* [Written instruction] Can you put every line of the entries below into a numbered list, skipping blank lines and leaving the pictures out?
★ ★ ★ ★ ★ ★ ★
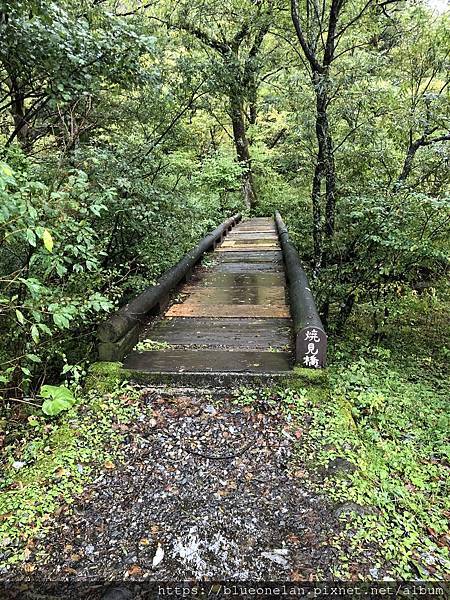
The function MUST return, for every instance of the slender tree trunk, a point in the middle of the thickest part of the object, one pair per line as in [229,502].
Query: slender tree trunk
[242,151]
[409,159]
[325,169]
[21,125]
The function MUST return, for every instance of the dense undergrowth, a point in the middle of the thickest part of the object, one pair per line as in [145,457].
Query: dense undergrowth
[46,462]
[375,444]
[383,433]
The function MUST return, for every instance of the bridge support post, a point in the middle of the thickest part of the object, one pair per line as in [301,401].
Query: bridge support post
[310,336]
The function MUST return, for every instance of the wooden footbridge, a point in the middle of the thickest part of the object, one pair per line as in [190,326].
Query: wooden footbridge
[244,310]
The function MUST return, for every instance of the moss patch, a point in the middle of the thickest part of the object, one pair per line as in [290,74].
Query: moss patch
[103,377]
[54,459]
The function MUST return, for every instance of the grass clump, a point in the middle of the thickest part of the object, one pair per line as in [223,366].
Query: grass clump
[47,462]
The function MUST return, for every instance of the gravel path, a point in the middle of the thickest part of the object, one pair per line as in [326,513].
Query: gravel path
[208,490]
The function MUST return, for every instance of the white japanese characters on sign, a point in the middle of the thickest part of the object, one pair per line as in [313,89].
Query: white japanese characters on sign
[310,359]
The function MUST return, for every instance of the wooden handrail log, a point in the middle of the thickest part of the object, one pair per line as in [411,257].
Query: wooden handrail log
[121,322]
[310,336]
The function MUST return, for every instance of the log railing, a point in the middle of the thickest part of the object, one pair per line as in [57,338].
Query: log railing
[310,336]
[120,332]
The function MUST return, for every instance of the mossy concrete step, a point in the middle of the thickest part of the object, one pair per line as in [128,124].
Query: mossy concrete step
[106,376]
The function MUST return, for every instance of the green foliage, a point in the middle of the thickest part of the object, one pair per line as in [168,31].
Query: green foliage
[57,399]
[148,344]
[50,462]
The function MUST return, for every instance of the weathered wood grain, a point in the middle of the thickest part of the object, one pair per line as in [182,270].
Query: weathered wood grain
[228,310]
[199,361]
[238,295]
[231,333]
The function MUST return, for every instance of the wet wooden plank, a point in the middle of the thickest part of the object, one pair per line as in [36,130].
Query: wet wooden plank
[208,279]
[254,230]
[228,310]
[242,248]
[250,257]
[236,267]
[200,361]
[241,235]
[238,295]
[233,333]
[256,242]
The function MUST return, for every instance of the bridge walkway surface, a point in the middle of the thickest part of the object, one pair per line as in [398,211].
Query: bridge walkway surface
[233,316]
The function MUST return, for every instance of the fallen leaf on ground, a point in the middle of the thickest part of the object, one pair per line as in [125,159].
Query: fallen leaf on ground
[159,555]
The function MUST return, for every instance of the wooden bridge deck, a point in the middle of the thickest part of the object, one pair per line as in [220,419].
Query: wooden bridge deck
[233,317]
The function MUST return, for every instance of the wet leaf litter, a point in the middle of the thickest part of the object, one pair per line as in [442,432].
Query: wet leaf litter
[206,489]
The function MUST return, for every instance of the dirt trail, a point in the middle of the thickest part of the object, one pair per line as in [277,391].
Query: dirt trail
[208,490]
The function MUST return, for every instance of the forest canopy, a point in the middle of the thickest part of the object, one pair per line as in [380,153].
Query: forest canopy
[130,129]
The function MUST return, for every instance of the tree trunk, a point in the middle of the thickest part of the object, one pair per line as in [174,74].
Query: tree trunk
[325,169]
[242,151]
[21,126]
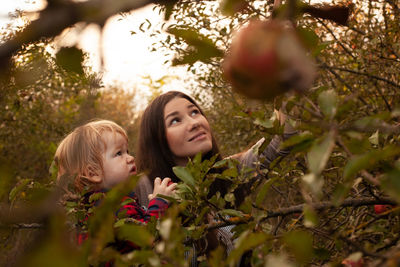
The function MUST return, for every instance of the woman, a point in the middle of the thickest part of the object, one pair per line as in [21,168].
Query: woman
[174,129]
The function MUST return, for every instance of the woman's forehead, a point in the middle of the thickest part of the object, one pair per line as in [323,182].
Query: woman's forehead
[176,104]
★ ★ ★ ★ ★ ★ ★
* [Final answer]
1. The function MUST return, for every instance of the slender tree trunk, a point in the middle of the thickest part of the object, one pair per line as in [229,502].
2. Query: slender tree trunk
3. [242,151]
4. [409,159]
5. [325,169]
6. [21,125]
7. The function MUST return, for every instance of the dense undergrowth, a point in the middle of the thickest part of the object, one pair per line as in [145,457].
8. Query: dense undergrowth
9. [46,462]
10. [375,444]
11. [383,433]
12. The function MUST return, for every instance of the bridge support post, a point in the middle of the thickest part of the object, one pair per line as in [301,401].
13. Query: bridge support post
14. [310,336]
15. The function MUST return, for every instance of the wooden footbridge, a point in the middle of the thickest part of the object, one pair per line as in [190,326].
16. Query: wooden footbridge
17. [244,310]
18. The function MUST return, for every instance of the moss patch, a point in the middle of the thickest part of the object, one pair per line as in [290,74].
19. Query: moss patch
20. [103,377]
21. [54,459]
22. The function MUST return, for every instance of the grass clump, a point in the middle of the thickest part of the object, one pair per line as in [223,366].
23. Query: grass clump
24. [47,462]
25. The function MUST return, for every instance of the gravel path, a point in the middle of the thickest part of the object, one pair per line as in [326,513].
26. Query: gravel path
27. [208,490]
28. The function MUST return, for every instance of the white japanese characters on sign, a point in the middle of the thickest part of the object, one pair per line as in [313,89].
29. Query: white japanese characters on sign
30. [310,359]
31. The function MUST return, for every instance of the wooden handrail log, a point in the middle of the thickest part of the object, one pair per line as in [411,257].
32. Query: wooden handrail log
33. [121,322]
34. [310,336]
35. The function MUST return, for every instance of the log railing, a point in the middle of the thickest part of the object, one pair per line as in [57,338].
36. Query: log railing
37. [310,336]
38. [120,332]
39. The function MUST return, for every instance of the mossy concrete step, a point in the middle of the thickest part of the object, one pair per line as in [128,124].
40. Query: mossy concrete step
41. [106,376]
42. The function MUST return, for every instance of the green foliage, a point in the middle of the thickest part of the object, one pair per line as in [168,31].
43. Query: green foliage
44. [57,399]
45. [148,344]
46. [50,462]
47. The function MUST return, for every instance of the weathered wood grain, a point in the middle of the thickest part of the object, one pair per line as in [182,270].
48. Query: weathered wood grain
49. [228,310]
50. [199,361]
51. [238,295]
52. [231,333]
53. The function MUST return, for every instance of the wet wooden plank, a point in the middle of the thickest part of the object, one pair per line as in [36,130].
54. Query: wet wooden plank
55. [208,279]
56. [254,230]
57. [228,310]
58. [242,248]
59. [250,257]
60. [236,267]
61. [200,361]
62. [241,235]
63. [238,295]
64. [233,333]
65. [256,242]
66. The function MUST return, for every instance of the bridge walkway surface, a point in the middle of the thickest part of the object, one pair per line as in [398,211].
67. Query: bridge walkway surface
68. [233,316]
69. The function MUST return, for every instance of the fallen leaf on ground, a point in the middle of the thickest part of the object, one pair per line as in [125,159].
70. Query: fallen leaf on ground
71. [159,555]
72. The function MUST return, for every instance of the wooden bridge deck, a point in the middle of the thickest part of the object, one pair per line as in [220,419].
73. Query: wooden bridge deck
74. [233,317]
75. The function MUST return, for every instance of the wet leaf litter, a point in the middle of the thickest part of the object, one pair per line as in [442,432].
76. Query: wet leaf litter
77. [206,489]
78. The function MUST return, for every instance of the dirt trail, a point in the middle of the thickest part of the object, one pair per line as in [277,391].
79. Query: dirt trail
80. [208,490]
81. The function MUST return, for every instance of the forest canopy, a point in the middle of the thickest part of the object, one pair per line as in [380,153].
82. Query: forest canopy
83. [130,129]
84. The function MUST return, for every instance of the tree trunk, a point in the middle of the thickest part of the object, one pair per line as in [174,74].
85. Query: tree trunk
86. [325,169]
87. [242,151]
88. [21,126]
89. The function MUST return, for every instance of the woman, a point in the middle of the thickest part of the object, one pair per line as in [21,168].
90. Query: woman
91. [174,129]
92. The function MUST return, for every instance of the woman's forehead, a point in the middle of the thickest part of the object, one pair per line as in [323,182].
93. Query: woman's forehead
94. [176,104]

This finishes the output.